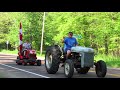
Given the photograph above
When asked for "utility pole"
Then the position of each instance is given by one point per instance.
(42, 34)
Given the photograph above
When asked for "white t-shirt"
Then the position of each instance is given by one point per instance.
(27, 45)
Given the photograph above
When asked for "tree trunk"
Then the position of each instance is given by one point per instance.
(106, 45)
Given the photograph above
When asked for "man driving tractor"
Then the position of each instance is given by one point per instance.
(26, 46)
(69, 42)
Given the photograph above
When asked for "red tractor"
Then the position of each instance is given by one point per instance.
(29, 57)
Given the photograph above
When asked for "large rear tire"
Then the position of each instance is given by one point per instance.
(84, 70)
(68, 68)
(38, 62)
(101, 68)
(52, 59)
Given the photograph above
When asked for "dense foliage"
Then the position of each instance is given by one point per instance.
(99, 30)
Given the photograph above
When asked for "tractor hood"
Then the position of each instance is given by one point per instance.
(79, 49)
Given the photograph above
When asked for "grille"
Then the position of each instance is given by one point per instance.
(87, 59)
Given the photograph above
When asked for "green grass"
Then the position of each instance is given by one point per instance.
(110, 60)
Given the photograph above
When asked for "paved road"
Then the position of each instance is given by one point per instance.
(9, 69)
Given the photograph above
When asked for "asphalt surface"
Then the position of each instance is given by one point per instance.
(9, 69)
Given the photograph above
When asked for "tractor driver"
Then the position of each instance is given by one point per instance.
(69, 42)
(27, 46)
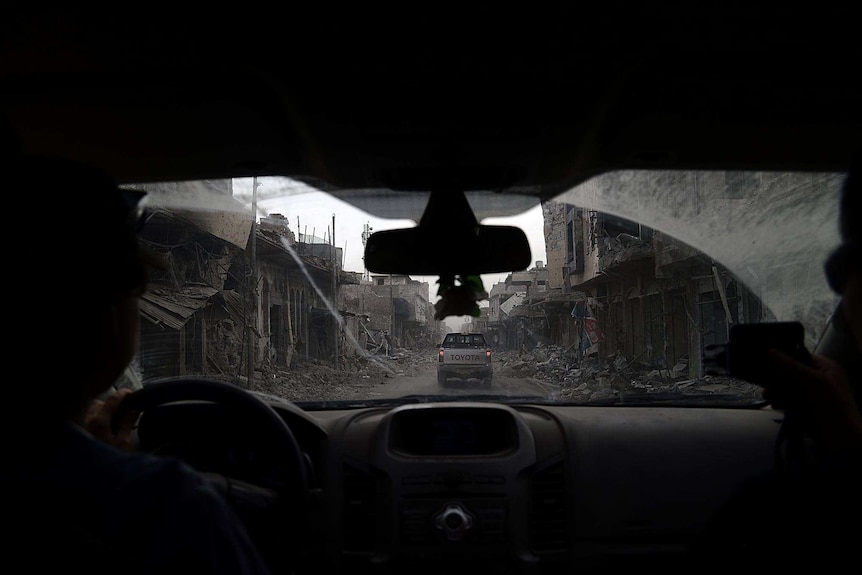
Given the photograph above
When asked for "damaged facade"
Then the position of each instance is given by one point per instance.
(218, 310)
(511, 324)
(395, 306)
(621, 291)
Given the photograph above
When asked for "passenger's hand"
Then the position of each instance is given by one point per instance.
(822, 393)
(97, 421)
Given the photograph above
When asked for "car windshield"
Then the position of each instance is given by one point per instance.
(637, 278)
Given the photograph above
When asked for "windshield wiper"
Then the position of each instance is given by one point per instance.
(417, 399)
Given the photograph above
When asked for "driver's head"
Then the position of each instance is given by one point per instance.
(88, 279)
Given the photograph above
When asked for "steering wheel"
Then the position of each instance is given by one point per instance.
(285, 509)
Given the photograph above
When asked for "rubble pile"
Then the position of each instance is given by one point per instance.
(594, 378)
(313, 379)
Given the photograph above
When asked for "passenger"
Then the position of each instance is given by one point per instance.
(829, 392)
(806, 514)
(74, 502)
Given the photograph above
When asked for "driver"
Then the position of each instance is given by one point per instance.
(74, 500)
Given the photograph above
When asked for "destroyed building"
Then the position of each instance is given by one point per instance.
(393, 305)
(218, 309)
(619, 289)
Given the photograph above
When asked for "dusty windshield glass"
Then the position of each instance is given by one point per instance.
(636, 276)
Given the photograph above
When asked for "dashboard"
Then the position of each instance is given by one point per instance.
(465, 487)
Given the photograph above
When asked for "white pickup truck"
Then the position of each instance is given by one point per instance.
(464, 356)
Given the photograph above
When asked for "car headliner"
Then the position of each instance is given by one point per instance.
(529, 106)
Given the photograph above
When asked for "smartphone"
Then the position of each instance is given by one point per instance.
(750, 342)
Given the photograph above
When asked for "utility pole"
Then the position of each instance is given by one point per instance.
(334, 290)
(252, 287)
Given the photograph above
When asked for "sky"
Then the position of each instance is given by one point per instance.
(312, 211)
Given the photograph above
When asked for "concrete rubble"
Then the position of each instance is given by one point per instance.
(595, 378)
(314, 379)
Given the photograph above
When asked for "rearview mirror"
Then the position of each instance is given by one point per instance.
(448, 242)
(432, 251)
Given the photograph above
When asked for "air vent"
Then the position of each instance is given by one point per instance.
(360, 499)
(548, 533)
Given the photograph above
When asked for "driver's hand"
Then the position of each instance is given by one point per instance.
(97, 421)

..............................

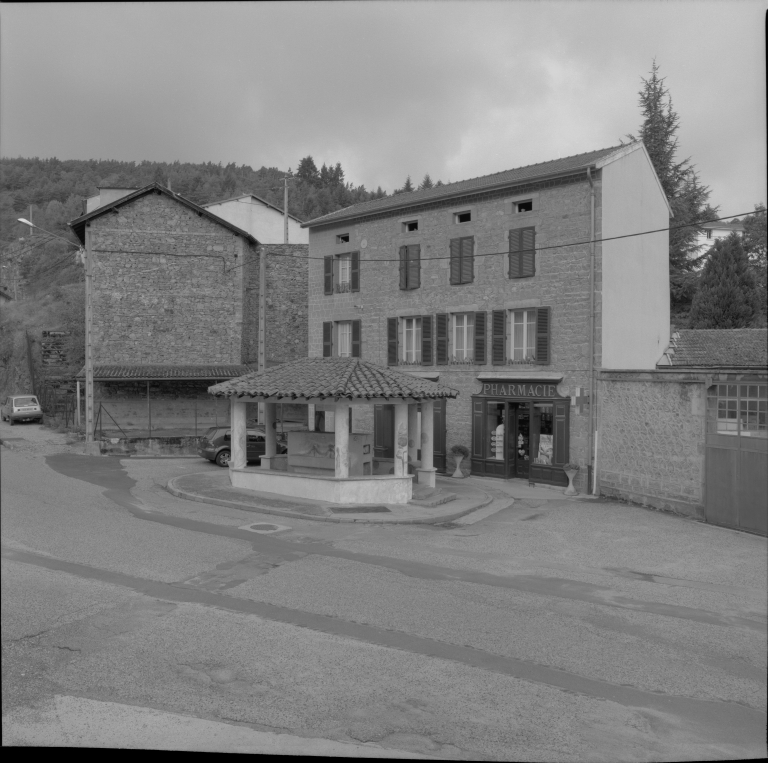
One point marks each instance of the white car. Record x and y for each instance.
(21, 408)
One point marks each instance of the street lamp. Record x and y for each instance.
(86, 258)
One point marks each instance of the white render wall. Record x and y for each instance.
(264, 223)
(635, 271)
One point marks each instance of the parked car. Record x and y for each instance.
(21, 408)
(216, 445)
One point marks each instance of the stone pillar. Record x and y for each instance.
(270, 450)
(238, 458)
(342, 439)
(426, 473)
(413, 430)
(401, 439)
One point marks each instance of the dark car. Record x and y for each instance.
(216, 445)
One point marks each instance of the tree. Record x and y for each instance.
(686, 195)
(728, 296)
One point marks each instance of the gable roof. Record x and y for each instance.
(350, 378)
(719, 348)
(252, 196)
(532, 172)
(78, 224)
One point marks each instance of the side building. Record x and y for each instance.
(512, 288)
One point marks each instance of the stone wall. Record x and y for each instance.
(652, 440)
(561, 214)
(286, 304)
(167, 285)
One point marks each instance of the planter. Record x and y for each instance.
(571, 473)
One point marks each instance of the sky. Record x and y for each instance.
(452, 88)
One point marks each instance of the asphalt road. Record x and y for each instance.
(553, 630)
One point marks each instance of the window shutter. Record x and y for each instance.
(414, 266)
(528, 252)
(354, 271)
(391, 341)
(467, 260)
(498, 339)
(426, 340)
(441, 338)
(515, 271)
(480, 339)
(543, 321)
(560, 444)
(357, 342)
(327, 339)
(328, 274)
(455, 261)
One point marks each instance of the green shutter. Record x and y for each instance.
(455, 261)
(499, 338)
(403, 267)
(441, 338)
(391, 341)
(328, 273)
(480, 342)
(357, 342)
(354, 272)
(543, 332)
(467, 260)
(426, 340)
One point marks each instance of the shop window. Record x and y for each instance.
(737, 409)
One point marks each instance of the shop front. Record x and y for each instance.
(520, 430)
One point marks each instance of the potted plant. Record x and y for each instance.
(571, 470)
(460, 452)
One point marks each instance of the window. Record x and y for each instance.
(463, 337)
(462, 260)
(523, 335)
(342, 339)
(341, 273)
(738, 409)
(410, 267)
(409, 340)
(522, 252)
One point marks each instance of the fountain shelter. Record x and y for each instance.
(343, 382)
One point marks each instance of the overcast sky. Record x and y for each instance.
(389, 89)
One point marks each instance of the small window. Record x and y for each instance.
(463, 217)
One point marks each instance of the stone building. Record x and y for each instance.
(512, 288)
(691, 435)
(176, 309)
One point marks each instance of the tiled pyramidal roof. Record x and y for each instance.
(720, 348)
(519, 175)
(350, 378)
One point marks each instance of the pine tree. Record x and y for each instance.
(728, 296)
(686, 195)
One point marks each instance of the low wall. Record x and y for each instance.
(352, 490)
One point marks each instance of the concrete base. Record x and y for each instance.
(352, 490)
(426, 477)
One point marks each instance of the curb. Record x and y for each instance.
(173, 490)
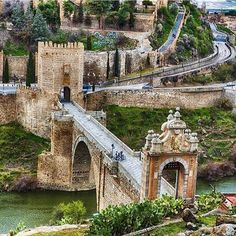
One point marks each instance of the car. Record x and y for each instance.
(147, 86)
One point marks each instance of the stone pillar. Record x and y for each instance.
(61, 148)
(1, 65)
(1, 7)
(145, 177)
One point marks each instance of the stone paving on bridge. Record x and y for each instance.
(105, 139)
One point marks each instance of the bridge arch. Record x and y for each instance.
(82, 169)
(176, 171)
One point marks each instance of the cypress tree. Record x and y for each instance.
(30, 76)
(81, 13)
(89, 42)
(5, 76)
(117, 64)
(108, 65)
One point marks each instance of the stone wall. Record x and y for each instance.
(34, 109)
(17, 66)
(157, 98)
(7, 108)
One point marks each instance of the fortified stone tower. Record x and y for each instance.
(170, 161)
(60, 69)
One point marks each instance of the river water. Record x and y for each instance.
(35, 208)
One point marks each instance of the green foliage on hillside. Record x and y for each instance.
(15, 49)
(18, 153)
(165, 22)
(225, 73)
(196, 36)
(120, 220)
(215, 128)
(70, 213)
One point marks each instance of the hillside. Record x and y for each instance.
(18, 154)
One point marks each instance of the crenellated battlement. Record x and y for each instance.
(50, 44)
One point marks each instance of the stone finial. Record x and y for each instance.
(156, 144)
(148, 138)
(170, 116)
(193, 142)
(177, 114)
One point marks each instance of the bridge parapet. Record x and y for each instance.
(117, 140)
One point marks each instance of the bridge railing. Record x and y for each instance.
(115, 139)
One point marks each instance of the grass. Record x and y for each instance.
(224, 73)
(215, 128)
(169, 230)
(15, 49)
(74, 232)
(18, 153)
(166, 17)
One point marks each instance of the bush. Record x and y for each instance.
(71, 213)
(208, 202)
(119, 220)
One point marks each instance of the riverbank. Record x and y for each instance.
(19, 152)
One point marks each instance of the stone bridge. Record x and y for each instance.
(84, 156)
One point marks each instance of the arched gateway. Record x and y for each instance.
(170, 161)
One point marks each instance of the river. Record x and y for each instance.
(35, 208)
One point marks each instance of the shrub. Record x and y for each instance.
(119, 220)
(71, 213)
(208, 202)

..............................

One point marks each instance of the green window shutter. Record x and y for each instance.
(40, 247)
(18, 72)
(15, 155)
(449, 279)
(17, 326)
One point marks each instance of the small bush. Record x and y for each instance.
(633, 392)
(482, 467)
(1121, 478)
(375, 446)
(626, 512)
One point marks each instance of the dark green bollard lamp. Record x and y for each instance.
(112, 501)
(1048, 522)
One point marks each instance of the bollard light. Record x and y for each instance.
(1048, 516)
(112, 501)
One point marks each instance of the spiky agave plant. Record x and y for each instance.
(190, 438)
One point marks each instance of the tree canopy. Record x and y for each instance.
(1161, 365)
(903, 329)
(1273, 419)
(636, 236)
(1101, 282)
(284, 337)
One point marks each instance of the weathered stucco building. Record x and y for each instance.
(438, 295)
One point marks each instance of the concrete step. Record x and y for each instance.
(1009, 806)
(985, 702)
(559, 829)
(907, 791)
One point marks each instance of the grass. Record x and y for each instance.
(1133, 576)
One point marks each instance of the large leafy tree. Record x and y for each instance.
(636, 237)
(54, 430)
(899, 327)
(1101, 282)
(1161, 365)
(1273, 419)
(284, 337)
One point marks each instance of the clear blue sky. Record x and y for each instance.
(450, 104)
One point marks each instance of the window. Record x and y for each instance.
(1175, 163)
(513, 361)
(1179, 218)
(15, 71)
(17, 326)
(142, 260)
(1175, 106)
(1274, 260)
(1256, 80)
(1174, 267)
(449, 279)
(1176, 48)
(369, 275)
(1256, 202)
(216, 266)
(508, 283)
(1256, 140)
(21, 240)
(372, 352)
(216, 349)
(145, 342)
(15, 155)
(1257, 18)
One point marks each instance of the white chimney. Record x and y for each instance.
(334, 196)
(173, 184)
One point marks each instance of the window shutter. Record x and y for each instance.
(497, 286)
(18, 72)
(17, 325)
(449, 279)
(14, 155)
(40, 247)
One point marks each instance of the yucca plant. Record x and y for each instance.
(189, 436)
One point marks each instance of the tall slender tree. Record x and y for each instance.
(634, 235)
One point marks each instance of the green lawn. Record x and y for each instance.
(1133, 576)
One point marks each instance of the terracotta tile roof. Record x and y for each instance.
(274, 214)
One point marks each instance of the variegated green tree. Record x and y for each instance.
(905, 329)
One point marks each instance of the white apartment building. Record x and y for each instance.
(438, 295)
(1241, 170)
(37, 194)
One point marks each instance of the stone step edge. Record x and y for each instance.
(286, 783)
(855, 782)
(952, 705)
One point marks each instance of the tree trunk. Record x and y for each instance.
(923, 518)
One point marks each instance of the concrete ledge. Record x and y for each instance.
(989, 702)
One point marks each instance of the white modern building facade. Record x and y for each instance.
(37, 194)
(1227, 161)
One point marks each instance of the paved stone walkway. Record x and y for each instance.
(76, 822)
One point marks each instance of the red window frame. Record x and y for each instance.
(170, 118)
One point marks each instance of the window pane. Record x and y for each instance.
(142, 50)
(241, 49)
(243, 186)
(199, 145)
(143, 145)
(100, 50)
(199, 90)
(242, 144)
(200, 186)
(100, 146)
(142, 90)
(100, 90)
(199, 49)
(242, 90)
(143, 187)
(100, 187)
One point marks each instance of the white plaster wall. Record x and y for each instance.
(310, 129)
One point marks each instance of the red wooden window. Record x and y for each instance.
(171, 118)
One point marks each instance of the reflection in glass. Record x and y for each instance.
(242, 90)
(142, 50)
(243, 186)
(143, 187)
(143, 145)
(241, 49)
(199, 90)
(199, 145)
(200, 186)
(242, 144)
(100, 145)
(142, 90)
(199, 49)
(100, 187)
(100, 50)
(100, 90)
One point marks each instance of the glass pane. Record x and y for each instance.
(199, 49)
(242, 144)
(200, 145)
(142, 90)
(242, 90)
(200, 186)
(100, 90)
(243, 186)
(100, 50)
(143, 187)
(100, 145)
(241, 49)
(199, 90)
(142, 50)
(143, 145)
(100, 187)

..............................

* WHAT IS NEEDED
Rewrite every line from the one containing "One point marks each instance of the green window" through the one containing "(1048, 522)", request lines included, with each point coordinate multiplied by 1.65 and rounded to a whole number, halves going up. Leave the request wording unchanged, and give only these lines.

* THE RESPONSE
One point marks each instance of the green window shutter. Record x and y for each instance.
(66, 408)
(30, 119)
(25, 256)
(741, 460)
(28, 538)
One point marks each instance of the small bush. Record x and y for each instance.
(1044, 647)
(795, 771)
(1850, 789)
(619, 736)
(1033, 845)
One point marks each instance of the dark green bollard lamp. Record x and y for each instance.
(185, 827)
(1729, 861)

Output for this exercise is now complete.